### TRECHO DO DOCUMENTO:
-- -- --

Tais imagens e cenas estão gravadas em Benjamin pela experiência. E servindo-lhe das palavras, neste programa, ele conta/narra imagens e cenas de experiências infantis, inclusive a sua, à(s) infância(s)/crianças - seu público. Como já dissemos acima, se a experiência só ganha forças quando é compartilhada, essa “experiência da infância” tem que se tornar narrativa. Nesse sentido, acreditamos que tanto a infância, a experiência - em seu sentido pleno - e a narração podem se tornar formas de resistência, nos tempos atuais, contra o enfraquecimento que a narrativa e a experiência vêm sofrendo, mas também contra a sociedade administrada que a todo momento quer provocar a reificação das consciências. Os próprios programas de Benjamin são, para nós, formas de resistir, pois, nos parece, que neles, as crianças são convidadas a mergulhar dentro daquilo que está sendo narrado - no instante/agora do narrado.

a infância ou infâncias de/para benjamin:

Mas o que seria infância(s)? Gostaríamos de pensar a infância como uma condição que nos habita, conforme Walter Kohan. Entretanto, cada cultura pensa nesse conceito de uma forma diferente. Até mesmo dentro de uma determinada cultura pode haver múltiplas concepções de infância; por isso, o plural. Jeanne Marie Gagnebin (2009) irá dizer que Walter Benjamin pensa dessa forma também. Vejamos a citação a seguir:

Não há, pois, segundo Benjamin, pedagogia possível sobre a infância em si, a criança, o aprender e o brincar em si; somente pode existir uma reflexão histórica e política sobre as diversas possibilidades de relações entre crianças e adultos, adultos e crianças. (GAGNEBIN, 2009, p. 219).

Portanto, podemos afirmar que há várias maneiras de se pensar a infância, a criança, o aprender e o brincar. Mas ainda assim a infância ou as infâncias são - e devem ser - para nós, adultos, um enigma, como adverte Jorge Larrosa. Como podemos conhecer as crianças então? Benjamin, através de suas obras, nos responde essa questão: é preciso ouvi-las. Para compreender algo é necessário conhecer de dentro. Logo, acreditamos que é necessário saber das próprias crianças o que é estar nessa condição.

Em Rua de mão única e Infância berlinense: 1900 vemos algumas imagens de “experiências da infância”. Essas obras são fruto do início de uma mudança de vida, escrita e pensamento de Benjamin. Rua de mão única, segundo Renato Franco (2015), por exemplo, se configura como uma nova forma literária. Os fragmentos/textos curtos que o compõe são dispostos sob o princípio de montagem. Outra inovação desta obra é o fato de a leitura ser não linear. Entretanto, apesar de os fragmentos serem diferentes uns dos outros, em seu conjunto eles se relacionam.

Podemos dizer que Rua de mão única é um dos trabalhos mais críticos da série “imagens do pensamento”, de Benjamin. Dessa forma, ele possui um caráter fortemente político. Além disso, segundo Renato Franco (2015), muitos comentaristas veem essa obra como sendo surrealista. Acreditamos que seja devido ao fato do autor, nela, ainda conforme Renato Franco (2009), ter apagado a oposição - tipicamente burguesa - entre pensamento consciente ou sonhos, entre interioridade e exterioridade, entre vida pública e vida privada. Além do mais, na obra em questão, o autor realiza uma aproximação entre vida e sonhos, o que dá a ela um caráter ainda mais surrealista.

-- -- --

### MATERIAL FORNECIDO:
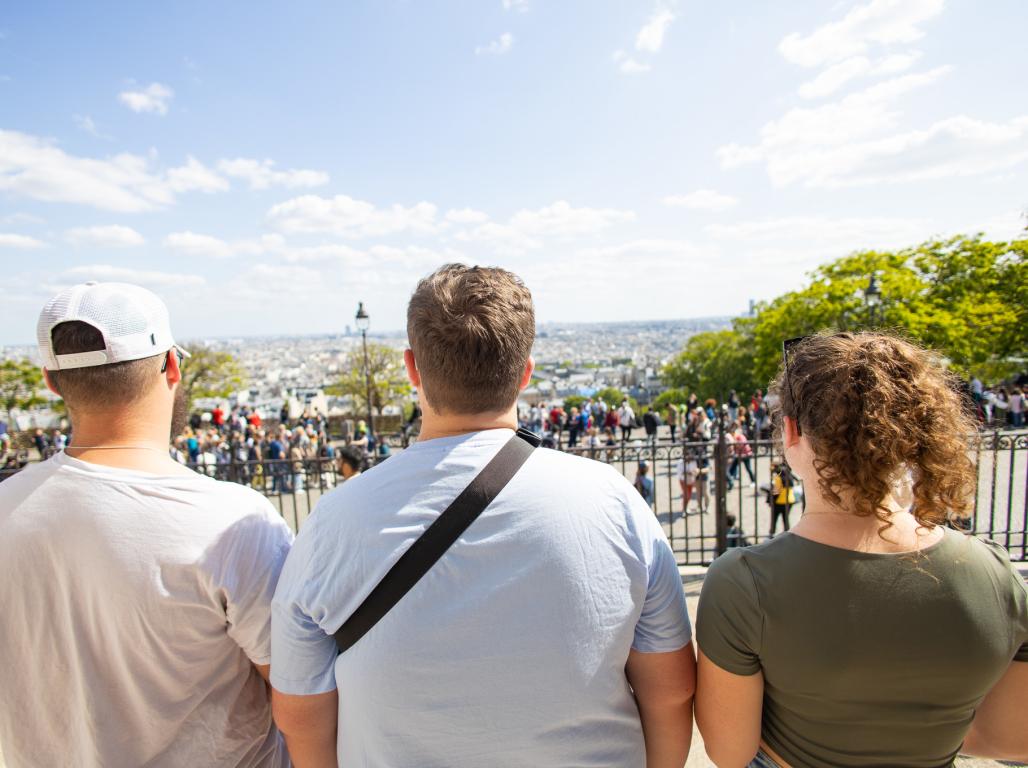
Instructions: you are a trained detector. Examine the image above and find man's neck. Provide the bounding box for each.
[65,415,191,475]
[417,405,517,442]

-- -- --

Relacione todos os autores mencionados no trecho sobre a infância em Benjamin, sem incluir o próprio Walter Benjamin. O material é independente do trecho e não faz parte dele.

### RESULTADO DO EXERCÍCIO:
Walter Kohan, Jeanne Marie Gagnebin, Jorge Larrosa e Renato Franco.